## Task item:
In the material below, find the line with "positive clicks: (633, 267)" and the line with "334L0 314V543L952 541L967", then output those two lines and every line between them, exactly.

## Data shown:
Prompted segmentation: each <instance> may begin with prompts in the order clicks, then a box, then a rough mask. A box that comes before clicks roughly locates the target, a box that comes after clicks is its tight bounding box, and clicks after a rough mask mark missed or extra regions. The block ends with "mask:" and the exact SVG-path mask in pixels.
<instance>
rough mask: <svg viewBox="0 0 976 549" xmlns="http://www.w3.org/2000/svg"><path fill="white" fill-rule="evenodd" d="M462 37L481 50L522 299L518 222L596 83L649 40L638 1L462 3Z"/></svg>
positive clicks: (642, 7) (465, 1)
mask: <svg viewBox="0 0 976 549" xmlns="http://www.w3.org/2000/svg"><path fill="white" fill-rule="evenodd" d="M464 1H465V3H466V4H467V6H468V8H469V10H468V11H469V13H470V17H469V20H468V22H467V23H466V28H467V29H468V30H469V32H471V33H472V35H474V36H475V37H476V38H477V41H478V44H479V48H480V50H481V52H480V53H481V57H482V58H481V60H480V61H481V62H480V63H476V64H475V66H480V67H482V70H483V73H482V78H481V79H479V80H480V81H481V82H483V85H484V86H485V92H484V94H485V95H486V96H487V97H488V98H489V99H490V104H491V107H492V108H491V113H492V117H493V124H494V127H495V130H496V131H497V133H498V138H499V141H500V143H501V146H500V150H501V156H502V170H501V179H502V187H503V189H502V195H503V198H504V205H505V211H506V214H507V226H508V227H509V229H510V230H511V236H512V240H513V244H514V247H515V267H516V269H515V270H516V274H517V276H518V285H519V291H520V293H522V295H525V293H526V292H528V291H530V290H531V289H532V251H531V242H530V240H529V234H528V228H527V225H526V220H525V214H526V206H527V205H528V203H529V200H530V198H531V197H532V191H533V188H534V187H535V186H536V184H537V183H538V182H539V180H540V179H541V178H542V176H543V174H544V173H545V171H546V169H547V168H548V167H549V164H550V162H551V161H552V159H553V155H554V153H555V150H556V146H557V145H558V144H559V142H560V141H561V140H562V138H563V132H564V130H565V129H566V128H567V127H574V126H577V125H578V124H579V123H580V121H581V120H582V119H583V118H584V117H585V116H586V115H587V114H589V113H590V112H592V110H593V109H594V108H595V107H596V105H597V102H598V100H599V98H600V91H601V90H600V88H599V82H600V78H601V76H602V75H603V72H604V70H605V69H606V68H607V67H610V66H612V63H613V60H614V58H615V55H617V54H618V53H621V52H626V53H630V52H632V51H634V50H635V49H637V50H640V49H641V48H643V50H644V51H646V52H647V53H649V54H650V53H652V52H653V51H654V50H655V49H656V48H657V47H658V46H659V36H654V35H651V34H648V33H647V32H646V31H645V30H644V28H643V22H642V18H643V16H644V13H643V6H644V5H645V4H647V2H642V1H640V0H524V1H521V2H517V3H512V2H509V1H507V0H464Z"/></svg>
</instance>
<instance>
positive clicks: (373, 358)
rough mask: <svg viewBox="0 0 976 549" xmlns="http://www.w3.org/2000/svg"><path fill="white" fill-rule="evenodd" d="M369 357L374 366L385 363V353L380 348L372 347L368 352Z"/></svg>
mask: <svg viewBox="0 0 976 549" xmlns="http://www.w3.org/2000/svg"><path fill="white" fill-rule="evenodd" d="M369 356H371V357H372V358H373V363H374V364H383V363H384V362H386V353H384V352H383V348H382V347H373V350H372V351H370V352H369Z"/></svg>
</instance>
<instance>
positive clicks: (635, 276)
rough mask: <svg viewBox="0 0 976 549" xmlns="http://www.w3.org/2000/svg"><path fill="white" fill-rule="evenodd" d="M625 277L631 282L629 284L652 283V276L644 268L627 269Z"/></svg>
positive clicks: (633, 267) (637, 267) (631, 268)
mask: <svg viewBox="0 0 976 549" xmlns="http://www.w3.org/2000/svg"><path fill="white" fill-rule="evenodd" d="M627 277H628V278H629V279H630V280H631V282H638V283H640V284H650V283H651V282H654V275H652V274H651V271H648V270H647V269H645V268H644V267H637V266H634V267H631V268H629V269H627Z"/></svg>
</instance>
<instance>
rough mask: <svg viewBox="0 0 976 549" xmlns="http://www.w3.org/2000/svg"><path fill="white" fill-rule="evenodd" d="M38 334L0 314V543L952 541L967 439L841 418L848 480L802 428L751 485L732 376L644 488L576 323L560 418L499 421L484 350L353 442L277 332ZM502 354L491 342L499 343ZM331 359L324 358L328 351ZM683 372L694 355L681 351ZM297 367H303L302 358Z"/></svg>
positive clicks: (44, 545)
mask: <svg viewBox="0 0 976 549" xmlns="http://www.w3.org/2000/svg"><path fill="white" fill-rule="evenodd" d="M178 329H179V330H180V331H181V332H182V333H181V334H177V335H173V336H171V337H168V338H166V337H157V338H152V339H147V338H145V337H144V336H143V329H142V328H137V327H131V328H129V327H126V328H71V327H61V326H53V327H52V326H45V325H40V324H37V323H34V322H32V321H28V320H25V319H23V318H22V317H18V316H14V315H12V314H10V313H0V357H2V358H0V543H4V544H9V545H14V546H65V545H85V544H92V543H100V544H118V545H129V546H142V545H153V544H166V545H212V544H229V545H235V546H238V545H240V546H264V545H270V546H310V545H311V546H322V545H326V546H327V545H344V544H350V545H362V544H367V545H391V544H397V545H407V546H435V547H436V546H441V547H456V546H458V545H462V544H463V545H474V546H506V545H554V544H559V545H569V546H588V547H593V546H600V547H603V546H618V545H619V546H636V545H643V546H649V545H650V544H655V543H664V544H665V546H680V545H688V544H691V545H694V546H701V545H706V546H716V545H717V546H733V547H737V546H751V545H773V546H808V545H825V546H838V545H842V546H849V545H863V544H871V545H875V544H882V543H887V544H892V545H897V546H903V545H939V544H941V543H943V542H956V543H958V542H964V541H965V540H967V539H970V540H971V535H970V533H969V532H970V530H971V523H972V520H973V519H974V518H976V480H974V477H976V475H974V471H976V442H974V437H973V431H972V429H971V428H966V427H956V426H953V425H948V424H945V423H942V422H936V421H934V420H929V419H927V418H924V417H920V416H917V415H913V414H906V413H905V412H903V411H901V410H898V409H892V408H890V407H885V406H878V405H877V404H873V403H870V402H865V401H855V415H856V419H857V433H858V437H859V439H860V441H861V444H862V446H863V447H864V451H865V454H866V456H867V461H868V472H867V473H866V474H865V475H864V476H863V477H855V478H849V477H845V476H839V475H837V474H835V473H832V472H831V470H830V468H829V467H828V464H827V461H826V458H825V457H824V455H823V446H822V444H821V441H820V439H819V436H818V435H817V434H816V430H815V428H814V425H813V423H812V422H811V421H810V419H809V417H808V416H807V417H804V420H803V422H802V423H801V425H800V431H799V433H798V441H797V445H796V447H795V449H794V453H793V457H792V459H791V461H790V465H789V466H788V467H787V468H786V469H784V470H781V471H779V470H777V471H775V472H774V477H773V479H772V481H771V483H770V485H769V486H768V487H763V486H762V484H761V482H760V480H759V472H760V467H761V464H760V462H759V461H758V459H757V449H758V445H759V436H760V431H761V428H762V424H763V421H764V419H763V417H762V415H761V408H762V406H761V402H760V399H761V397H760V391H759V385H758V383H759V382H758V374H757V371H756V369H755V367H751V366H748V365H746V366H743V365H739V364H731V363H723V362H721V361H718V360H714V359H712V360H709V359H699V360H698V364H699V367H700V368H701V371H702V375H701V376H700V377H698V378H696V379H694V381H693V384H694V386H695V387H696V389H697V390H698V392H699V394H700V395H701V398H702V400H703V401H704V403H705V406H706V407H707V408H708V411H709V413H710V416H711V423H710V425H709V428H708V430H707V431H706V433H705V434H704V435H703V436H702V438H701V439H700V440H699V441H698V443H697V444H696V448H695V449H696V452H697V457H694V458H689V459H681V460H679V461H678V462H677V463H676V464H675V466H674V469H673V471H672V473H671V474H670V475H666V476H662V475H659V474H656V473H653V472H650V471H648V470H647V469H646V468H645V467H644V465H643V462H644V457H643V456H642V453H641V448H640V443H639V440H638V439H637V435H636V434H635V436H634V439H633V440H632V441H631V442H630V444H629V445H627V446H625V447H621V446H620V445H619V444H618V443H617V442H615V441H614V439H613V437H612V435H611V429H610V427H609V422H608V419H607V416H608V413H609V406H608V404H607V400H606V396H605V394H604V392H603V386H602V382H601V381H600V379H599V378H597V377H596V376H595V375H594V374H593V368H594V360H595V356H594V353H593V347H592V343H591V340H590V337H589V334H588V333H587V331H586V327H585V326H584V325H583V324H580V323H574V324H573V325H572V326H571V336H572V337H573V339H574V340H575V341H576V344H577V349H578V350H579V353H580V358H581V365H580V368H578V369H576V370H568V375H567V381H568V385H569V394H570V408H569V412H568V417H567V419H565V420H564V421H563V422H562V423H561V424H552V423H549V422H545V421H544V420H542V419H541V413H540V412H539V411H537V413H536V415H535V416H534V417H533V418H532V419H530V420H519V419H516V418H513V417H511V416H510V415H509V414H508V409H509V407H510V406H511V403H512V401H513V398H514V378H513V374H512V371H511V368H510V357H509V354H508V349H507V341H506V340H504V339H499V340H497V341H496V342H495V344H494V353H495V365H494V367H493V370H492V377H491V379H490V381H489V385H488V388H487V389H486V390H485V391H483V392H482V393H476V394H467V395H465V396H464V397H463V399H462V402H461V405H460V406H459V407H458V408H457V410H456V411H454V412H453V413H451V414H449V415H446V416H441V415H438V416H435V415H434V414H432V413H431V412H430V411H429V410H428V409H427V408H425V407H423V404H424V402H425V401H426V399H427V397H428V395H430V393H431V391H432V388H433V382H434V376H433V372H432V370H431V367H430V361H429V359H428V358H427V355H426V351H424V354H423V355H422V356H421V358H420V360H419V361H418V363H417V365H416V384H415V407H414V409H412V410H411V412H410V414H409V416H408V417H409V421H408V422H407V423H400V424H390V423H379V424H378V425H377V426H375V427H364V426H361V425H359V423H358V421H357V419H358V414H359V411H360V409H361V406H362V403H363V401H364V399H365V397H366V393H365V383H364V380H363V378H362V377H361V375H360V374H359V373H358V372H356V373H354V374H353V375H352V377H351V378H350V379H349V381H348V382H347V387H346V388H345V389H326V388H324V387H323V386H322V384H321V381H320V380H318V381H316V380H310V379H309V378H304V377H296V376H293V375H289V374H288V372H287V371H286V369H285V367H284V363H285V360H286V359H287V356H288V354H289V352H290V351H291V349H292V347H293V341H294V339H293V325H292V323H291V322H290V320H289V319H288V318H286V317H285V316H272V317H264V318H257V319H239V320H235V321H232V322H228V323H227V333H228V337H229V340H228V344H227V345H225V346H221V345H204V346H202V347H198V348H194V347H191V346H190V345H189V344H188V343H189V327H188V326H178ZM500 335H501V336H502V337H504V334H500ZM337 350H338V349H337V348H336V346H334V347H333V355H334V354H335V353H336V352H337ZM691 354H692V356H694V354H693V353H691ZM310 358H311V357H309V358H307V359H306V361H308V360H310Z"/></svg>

## Answer below:
positive clicks: (633, 267) (637, 267) (631, 268)
mask: <svg viewBox="0 0 976 549" xmlns="http://www.w3.org/2000/svg"><path fill="white" fill-rule="evenodd" d="M627 277H628V278H629V279H630V280H631V282H638V283H640V284H650V283H651V282H654V275H652V274H651V271H648V270H647V269H645V268H644V267H637V266H634V267H631V268H629V269H627Z"/></svg>
</instance>
<instance>
rough mask: <svg viewBox="0 0 976 549" xmlns="http://www.w3.org/2000/svg"><path fill="white" fill-rule="evenodd" d="M38 334L0 314V543L952 541L967 439L841 418L848 480L802 428L751 485L732 376L644 488L576 323L560 418L499 421L484 350L353 442L277 332ZM502 354L491 342L499 343ZM331 359L324 358L328 351ZM683 372L694 355L681 351ZM297 367H303L302 358Z"/></svg>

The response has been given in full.